**STORED ROWS**

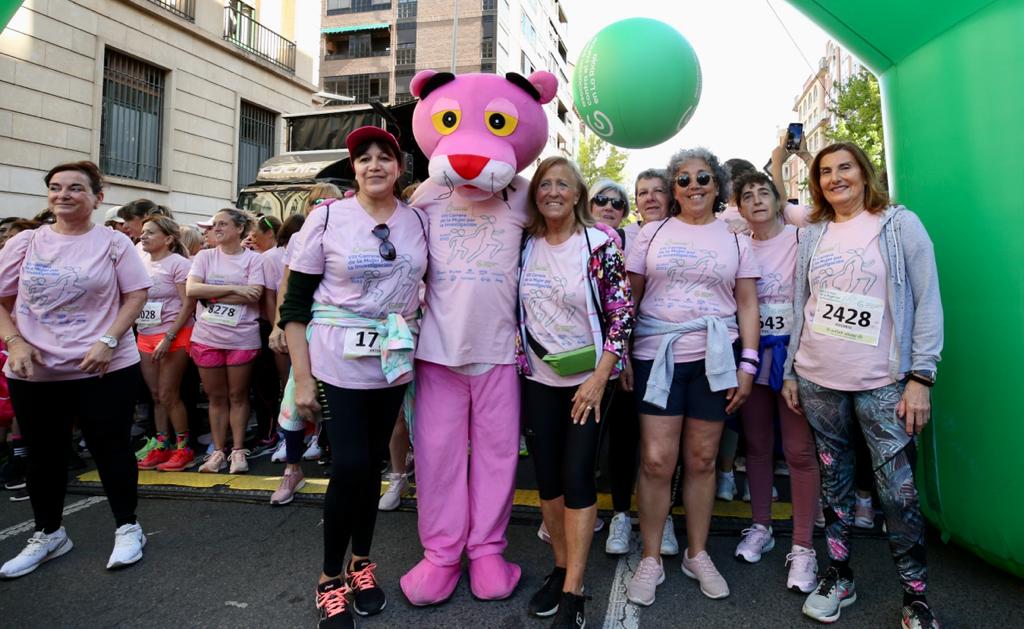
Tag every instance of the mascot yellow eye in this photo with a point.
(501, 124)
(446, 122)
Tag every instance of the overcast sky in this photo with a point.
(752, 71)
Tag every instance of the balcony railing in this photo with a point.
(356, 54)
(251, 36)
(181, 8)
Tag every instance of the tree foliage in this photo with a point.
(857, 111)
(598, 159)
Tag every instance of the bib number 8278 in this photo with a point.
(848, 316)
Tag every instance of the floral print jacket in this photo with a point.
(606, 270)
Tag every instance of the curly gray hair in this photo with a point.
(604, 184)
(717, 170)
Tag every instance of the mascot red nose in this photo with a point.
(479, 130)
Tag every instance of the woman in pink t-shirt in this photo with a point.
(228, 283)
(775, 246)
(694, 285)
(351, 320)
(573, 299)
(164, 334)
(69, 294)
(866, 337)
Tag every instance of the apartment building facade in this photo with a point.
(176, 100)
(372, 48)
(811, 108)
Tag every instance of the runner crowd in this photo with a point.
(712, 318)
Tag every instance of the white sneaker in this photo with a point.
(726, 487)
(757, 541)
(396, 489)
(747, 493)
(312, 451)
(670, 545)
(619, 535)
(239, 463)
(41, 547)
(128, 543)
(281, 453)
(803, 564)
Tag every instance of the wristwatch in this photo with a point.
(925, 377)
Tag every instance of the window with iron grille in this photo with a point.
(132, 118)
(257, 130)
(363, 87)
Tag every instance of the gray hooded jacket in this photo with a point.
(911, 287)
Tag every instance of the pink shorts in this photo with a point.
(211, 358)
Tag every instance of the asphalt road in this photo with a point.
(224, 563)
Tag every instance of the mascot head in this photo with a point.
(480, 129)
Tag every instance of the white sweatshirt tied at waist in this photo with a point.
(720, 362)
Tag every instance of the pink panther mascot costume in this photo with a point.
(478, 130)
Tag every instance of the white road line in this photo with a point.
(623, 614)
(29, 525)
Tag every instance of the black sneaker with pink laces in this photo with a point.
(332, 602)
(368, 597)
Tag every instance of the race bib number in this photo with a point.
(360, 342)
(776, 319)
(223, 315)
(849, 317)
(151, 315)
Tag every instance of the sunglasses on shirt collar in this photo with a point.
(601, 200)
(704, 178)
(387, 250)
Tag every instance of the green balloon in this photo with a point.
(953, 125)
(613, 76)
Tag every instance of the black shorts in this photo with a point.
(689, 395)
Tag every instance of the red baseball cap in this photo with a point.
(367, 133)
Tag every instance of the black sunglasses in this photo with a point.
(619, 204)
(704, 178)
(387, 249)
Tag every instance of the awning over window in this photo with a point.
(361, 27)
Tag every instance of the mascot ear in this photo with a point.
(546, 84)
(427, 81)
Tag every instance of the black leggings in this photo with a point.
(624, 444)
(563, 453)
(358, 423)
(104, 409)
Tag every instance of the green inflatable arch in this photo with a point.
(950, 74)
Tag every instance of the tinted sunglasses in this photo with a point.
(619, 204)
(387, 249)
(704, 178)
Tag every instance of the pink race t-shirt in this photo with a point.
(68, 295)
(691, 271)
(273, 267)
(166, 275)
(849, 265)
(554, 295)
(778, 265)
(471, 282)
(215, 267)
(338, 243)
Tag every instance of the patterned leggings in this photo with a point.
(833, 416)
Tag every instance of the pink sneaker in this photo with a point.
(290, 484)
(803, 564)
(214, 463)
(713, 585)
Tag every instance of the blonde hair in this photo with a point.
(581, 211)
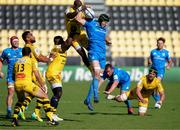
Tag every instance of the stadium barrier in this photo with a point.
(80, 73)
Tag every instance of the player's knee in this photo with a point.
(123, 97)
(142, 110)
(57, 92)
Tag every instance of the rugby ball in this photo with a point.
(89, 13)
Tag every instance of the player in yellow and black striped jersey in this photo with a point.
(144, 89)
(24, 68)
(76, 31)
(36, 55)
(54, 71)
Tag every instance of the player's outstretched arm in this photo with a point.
--
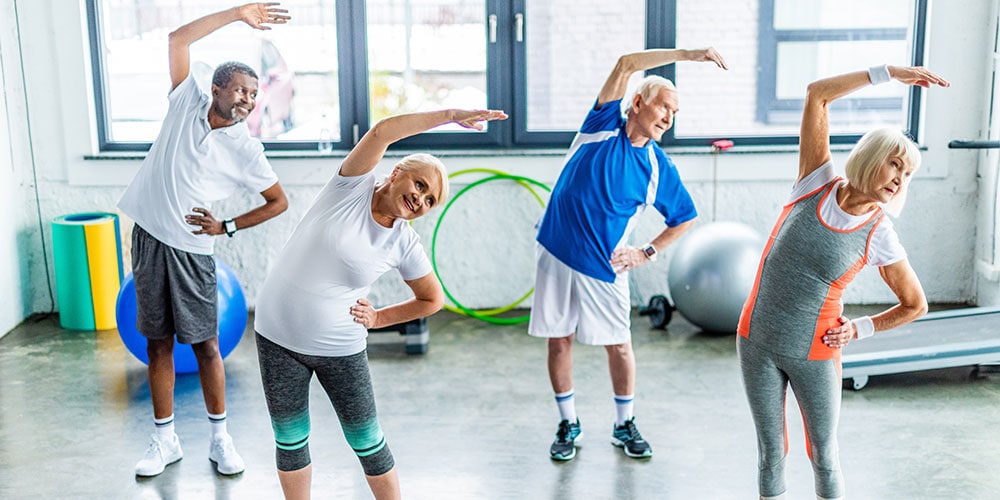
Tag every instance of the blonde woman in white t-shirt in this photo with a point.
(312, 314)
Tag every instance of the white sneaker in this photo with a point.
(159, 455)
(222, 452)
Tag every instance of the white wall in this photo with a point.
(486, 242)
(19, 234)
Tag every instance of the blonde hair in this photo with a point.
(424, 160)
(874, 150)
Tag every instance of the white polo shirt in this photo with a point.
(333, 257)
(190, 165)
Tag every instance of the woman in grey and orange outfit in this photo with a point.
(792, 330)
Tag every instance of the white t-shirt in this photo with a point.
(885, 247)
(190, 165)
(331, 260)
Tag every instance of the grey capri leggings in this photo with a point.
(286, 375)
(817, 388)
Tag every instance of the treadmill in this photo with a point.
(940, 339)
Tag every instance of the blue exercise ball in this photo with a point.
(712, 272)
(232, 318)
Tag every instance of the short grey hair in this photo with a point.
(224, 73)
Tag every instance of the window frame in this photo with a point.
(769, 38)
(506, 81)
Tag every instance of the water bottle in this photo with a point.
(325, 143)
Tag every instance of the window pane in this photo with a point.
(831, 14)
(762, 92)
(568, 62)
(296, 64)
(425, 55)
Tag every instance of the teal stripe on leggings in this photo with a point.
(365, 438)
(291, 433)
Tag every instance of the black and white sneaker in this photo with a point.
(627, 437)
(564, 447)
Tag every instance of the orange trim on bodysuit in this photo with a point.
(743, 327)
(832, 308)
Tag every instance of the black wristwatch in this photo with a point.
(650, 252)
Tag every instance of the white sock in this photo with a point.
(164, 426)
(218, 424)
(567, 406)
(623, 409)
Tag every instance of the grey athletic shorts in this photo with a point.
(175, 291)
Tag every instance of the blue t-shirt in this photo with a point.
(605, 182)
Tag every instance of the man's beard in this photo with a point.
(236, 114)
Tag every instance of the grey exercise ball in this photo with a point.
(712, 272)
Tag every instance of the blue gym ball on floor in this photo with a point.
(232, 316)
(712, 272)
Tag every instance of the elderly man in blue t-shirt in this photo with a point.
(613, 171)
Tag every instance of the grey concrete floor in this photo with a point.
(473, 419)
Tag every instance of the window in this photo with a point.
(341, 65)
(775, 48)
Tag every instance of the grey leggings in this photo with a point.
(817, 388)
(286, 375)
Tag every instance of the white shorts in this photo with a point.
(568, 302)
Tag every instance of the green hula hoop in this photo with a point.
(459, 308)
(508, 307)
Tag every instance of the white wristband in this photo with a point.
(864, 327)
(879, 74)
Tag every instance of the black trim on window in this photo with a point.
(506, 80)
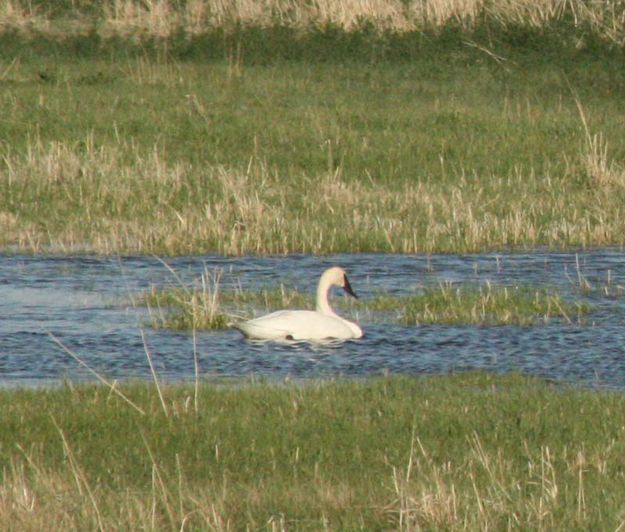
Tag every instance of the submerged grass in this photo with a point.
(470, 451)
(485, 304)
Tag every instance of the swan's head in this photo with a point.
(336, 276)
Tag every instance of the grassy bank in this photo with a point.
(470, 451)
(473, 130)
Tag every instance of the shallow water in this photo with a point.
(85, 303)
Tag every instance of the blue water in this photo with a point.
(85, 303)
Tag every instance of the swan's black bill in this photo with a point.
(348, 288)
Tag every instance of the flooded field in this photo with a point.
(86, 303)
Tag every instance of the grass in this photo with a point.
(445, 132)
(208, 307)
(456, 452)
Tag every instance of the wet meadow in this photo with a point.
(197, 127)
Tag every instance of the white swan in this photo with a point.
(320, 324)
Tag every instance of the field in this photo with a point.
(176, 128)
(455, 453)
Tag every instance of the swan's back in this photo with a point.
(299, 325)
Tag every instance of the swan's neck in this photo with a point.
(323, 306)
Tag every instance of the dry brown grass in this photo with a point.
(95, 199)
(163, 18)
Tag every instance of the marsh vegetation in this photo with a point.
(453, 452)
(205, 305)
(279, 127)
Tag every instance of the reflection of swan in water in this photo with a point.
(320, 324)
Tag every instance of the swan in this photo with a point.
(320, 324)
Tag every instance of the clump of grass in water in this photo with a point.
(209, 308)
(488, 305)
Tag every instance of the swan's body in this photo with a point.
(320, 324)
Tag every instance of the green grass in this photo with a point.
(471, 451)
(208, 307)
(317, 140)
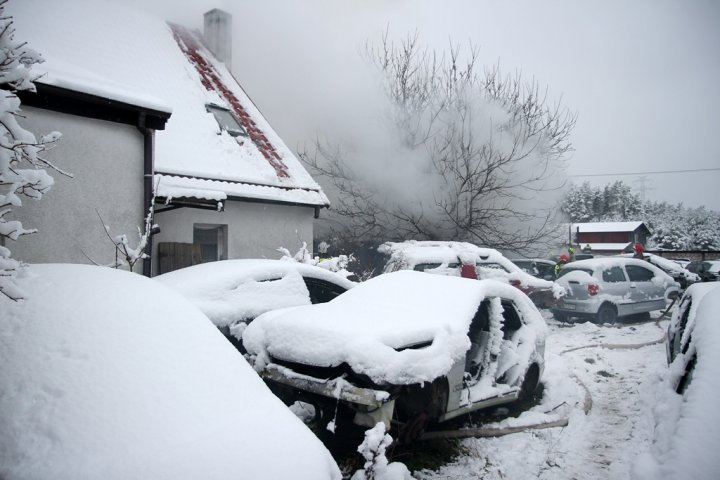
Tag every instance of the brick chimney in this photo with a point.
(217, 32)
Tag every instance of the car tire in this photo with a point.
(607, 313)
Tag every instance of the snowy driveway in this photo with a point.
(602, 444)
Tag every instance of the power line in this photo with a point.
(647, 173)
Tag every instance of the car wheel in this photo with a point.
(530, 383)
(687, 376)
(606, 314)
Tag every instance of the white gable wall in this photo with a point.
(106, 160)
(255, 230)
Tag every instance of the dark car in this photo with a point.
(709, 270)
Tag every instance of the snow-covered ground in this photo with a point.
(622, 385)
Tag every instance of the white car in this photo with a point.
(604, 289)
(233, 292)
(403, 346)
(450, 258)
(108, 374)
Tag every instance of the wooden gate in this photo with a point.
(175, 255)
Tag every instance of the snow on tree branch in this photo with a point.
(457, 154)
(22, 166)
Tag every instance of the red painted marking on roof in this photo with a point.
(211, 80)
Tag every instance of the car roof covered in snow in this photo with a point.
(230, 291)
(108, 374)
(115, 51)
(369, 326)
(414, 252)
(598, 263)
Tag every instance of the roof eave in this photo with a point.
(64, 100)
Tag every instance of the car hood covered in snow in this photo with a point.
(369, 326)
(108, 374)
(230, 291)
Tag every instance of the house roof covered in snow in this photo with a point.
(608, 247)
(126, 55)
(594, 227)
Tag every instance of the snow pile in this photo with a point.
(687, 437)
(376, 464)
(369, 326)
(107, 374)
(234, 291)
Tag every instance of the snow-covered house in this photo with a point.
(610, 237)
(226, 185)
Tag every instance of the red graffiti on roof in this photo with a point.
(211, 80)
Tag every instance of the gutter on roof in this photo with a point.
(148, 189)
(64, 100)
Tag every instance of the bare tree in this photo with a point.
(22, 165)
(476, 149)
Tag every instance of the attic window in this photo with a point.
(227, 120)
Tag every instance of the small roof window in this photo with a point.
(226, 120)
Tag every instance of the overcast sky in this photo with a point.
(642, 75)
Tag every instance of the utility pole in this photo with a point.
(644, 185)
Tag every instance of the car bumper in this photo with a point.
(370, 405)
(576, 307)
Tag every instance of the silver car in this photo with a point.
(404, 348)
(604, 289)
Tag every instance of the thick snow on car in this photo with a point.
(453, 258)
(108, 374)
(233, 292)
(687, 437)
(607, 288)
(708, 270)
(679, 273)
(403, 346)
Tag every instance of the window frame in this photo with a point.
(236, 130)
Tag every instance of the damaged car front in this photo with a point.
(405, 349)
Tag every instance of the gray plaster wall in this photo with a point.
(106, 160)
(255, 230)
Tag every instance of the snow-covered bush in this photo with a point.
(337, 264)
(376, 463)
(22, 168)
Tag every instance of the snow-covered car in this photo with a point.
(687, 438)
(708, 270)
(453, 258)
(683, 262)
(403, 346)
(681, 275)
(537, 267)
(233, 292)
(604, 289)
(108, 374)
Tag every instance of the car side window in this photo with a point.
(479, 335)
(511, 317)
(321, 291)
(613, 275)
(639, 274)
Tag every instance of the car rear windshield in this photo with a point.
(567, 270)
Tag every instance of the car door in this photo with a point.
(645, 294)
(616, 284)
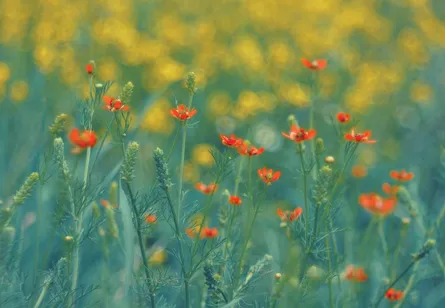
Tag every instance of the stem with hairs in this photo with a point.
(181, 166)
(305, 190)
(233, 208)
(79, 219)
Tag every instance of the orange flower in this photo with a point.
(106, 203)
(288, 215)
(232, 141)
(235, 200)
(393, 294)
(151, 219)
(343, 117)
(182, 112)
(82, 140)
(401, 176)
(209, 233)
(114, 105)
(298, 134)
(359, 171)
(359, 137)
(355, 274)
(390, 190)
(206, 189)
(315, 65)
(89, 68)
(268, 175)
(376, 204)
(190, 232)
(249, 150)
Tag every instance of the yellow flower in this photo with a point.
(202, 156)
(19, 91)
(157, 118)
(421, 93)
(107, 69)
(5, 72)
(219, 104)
* * *
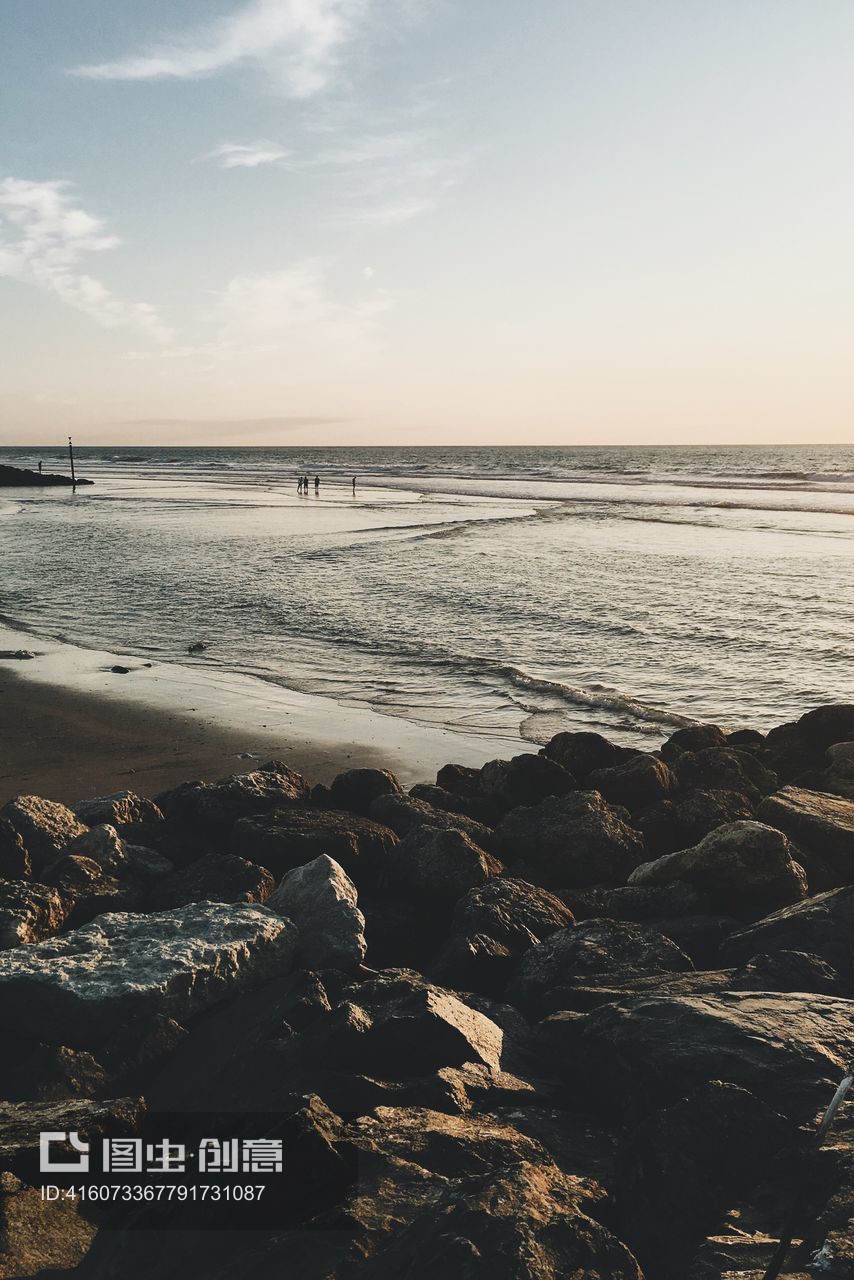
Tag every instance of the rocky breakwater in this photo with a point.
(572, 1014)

**TASK DETAILS**
Locate each line in the records that contains the word "jacket", and copy all of those lines.

**SOLUTION TO THE PROBLEM**
Tag every instance of the floral print jacket in this photo with a point.
Tag every instance of the gray hooded jacket in this photo with a point.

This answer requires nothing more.